• _PROVIDED DATA_
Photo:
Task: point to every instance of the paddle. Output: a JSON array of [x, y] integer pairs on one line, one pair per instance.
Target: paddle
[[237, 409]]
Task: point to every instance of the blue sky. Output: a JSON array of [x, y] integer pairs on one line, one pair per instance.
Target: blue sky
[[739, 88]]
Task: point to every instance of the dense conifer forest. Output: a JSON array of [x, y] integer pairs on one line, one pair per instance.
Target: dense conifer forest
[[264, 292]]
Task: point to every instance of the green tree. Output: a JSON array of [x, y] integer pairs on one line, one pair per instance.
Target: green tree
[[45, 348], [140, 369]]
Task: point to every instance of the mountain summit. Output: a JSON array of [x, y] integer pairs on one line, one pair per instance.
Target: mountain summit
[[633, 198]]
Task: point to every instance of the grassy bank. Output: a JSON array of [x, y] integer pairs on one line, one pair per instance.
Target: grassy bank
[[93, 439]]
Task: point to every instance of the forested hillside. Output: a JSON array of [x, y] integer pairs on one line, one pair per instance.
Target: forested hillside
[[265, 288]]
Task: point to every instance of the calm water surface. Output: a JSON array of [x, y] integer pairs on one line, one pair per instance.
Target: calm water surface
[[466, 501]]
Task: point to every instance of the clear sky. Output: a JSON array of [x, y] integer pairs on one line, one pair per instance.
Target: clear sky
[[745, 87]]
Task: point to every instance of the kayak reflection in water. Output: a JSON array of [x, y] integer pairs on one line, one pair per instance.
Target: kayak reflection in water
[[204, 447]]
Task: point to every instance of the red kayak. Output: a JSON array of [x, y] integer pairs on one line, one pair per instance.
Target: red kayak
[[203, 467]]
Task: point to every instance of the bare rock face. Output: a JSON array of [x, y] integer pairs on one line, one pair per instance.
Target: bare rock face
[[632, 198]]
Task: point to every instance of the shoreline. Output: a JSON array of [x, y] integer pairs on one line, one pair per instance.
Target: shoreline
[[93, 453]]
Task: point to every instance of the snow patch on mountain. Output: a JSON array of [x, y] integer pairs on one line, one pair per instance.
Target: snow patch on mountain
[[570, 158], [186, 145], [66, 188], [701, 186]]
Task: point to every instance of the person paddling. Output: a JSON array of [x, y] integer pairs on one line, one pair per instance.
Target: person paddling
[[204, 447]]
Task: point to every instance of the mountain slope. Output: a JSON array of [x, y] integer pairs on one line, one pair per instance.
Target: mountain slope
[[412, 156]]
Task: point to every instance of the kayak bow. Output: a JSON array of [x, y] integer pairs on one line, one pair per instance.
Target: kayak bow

• _WHAT YOU ARE ASKED TO DO_
Update the records from the line with "Task: point to every instance of the mountain summit." to the line with "[[466, 501]]", changing "grassy bank" to "grassy shore" and leaving everything else the same.

• _REPLY_
Task: point to every instance of the mountain summit. Output: a JSON array of [x, y] integer pairs on one line, one pair per instance.
Target: mountain summit
[[633, 198]]
Task: point to every instance of the grassy shore. Output: a JSON array of [x, y] integer pairs on one line, one pair per instance.
Target: grassy shore
[[93, 439]]
Task: point to every instance of the forested hillside. Output: a JSON array of [x, y] integer pairs on one line, one pair per instance.
Target: forested hillside
[[265, 288]]
Task: point to every instance of the calm water surface. Output: a JSON array of [x, y] integer pairs on one line, one pair per instance.
Target: calm water surface
[[466, 501]]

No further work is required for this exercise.